## Your objective
Find each line in the material below that contains the string "gray" and copy it out whole, treating uppercase and lowercase as different.

[Image location labeling entries]
::::::

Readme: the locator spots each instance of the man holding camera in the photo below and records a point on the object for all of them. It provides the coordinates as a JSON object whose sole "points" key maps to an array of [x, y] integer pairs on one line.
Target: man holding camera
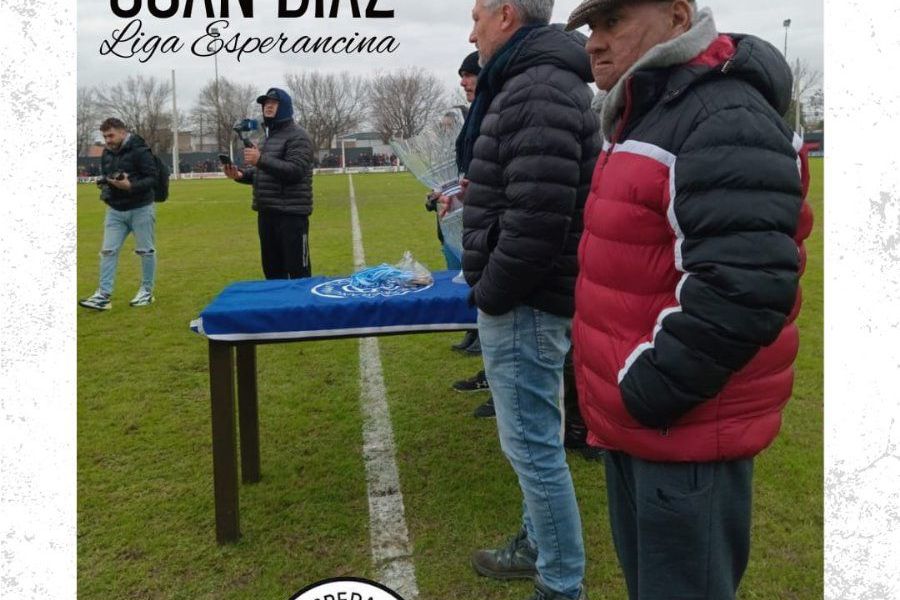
{"points": [[281, 174], [127, 183]]}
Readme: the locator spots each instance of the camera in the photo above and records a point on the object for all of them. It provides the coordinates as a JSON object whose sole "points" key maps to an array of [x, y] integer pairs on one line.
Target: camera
{"points": [[103, 184], [431, 201]]}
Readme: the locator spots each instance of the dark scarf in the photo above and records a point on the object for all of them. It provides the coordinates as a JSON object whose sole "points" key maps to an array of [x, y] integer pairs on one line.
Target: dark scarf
{"points": [[490, 82]]}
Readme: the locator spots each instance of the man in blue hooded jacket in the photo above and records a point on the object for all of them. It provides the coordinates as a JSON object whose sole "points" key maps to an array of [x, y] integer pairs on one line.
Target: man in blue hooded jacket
{"points": [[280, 171]]}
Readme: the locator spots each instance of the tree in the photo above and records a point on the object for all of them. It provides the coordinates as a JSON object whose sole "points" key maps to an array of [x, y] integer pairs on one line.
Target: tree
{"points": [[141, 102], [806, 79], [86, 118], [327, 105], [814, 110], [403, 102], [217, 113]]}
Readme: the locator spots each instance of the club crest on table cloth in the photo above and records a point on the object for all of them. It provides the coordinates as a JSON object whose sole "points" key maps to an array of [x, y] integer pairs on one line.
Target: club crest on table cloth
{"points": [[347, 288]]}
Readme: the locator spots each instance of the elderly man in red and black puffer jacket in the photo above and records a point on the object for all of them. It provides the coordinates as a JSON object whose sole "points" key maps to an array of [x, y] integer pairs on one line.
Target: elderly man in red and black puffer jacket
{"points": [[688, 287]]}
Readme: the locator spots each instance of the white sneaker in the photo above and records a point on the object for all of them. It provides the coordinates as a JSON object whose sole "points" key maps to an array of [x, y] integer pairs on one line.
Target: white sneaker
{"points": [[97, 301], [144, 297]]}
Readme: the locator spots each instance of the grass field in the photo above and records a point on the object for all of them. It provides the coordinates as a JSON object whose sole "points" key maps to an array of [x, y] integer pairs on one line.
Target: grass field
{"points": [[145, 504]]}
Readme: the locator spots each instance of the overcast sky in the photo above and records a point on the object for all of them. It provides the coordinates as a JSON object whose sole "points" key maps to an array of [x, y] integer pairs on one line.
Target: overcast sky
{"points": [[431, 33]]}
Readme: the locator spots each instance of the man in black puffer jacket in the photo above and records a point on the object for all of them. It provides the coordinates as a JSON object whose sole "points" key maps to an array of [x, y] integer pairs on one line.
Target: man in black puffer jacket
{"points": [[528, 149], [281, 174]]}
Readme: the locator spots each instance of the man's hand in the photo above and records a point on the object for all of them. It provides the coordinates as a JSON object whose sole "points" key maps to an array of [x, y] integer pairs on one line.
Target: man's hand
{"points": [[444, 203], [251, 156], [122, 184], [232, 172], [449, 203]]}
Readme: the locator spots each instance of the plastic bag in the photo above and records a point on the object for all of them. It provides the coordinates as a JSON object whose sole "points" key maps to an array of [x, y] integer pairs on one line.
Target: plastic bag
{"points": [[414, 272], [406, 273]]}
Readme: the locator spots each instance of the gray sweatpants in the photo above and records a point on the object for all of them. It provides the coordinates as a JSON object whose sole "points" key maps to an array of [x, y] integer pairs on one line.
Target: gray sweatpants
{"points": [[681, 530]]}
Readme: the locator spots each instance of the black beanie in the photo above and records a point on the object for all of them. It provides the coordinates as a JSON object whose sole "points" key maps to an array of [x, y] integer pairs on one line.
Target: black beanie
{"points": [[470, 65]]}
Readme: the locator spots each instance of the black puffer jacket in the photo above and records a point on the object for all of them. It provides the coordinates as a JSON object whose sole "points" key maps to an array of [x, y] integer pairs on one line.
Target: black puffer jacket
{"points": [[134, 158], [282, 179], [529, 178]]}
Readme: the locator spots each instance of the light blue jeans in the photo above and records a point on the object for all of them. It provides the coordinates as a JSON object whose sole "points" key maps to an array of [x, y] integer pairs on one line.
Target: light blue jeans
{"points": [[118, 224], [523, 353]]}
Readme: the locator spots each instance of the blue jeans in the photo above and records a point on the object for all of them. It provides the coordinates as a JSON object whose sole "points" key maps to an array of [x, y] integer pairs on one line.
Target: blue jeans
{"points": [[523, 353], [118, 224]]}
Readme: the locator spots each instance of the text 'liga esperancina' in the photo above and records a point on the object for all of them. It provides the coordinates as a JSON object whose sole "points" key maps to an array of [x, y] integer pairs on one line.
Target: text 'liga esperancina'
{"points": [[132, 41]]}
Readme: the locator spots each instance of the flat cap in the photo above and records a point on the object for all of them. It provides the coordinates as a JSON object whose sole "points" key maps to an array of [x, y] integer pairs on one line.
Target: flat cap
{"points": [[470, 65], [584, 11]]}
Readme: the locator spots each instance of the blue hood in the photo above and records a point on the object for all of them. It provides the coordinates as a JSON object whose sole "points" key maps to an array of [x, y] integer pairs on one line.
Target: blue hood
{"points": [[285, 107]]}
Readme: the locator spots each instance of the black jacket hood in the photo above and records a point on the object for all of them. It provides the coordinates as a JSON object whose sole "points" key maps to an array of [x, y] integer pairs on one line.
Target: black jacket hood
{"points": [[285, 107], [552, 45]]}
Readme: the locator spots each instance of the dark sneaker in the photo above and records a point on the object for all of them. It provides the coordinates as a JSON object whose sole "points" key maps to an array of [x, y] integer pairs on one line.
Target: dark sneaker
{"points": [[592, 452], [576, 436], [542, 592], [477, 383], [471, 336], [144, 297], [97, 301], [486, 410], [516, 560]]}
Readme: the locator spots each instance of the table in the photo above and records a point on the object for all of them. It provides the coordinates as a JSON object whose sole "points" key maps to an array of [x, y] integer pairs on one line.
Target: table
{"points": [[249, 313]]}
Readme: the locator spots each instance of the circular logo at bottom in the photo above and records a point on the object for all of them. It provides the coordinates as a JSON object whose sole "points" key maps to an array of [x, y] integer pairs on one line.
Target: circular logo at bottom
{"points": [[346, 588]]}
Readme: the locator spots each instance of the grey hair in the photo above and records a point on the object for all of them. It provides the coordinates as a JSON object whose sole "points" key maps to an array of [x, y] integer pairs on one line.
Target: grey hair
{"points": [[532, 12]]}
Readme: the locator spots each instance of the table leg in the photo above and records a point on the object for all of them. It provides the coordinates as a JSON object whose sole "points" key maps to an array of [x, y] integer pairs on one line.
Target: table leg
{"points": [[225, 483], [248, 412]]}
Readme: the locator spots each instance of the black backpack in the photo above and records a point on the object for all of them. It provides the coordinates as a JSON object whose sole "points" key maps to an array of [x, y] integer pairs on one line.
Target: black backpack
{"points": [[161, 189]]}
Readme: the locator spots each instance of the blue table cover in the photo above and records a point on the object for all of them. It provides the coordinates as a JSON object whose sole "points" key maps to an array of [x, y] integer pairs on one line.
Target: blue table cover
{"points": [[331, 307]]}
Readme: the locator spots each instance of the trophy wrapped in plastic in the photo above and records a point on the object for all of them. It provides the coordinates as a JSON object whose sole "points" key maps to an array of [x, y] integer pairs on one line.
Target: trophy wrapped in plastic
{"points": [[431, 157]]}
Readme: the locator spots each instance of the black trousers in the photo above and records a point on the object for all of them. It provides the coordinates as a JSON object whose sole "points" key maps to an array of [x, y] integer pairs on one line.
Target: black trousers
{"points": [[681, 530], [284, 245]]}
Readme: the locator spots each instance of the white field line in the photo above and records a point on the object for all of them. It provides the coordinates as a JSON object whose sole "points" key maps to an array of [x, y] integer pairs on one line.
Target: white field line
{"points": [[391, 551]]}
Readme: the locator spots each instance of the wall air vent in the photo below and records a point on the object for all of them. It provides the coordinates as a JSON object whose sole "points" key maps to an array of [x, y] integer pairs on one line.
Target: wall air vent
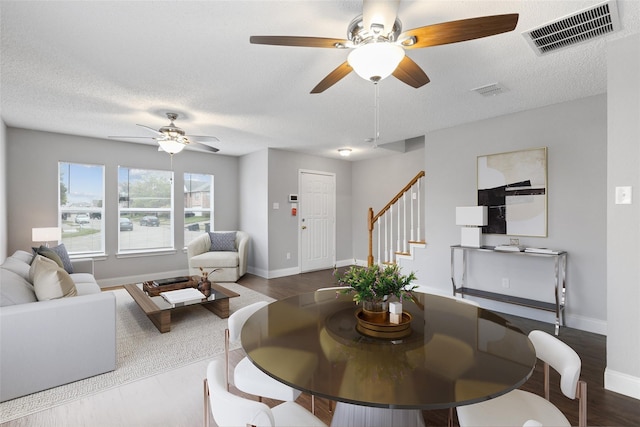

::::::

## Expected answer
Readme: the locator spots each instance of the gray sweatpants in the photo above and records a point on the object for all of them. It provides the coordinates as a JSON object whose sole "points" key maps to an array of [x, y] integer pairs on one line.
Target: gray sweatpants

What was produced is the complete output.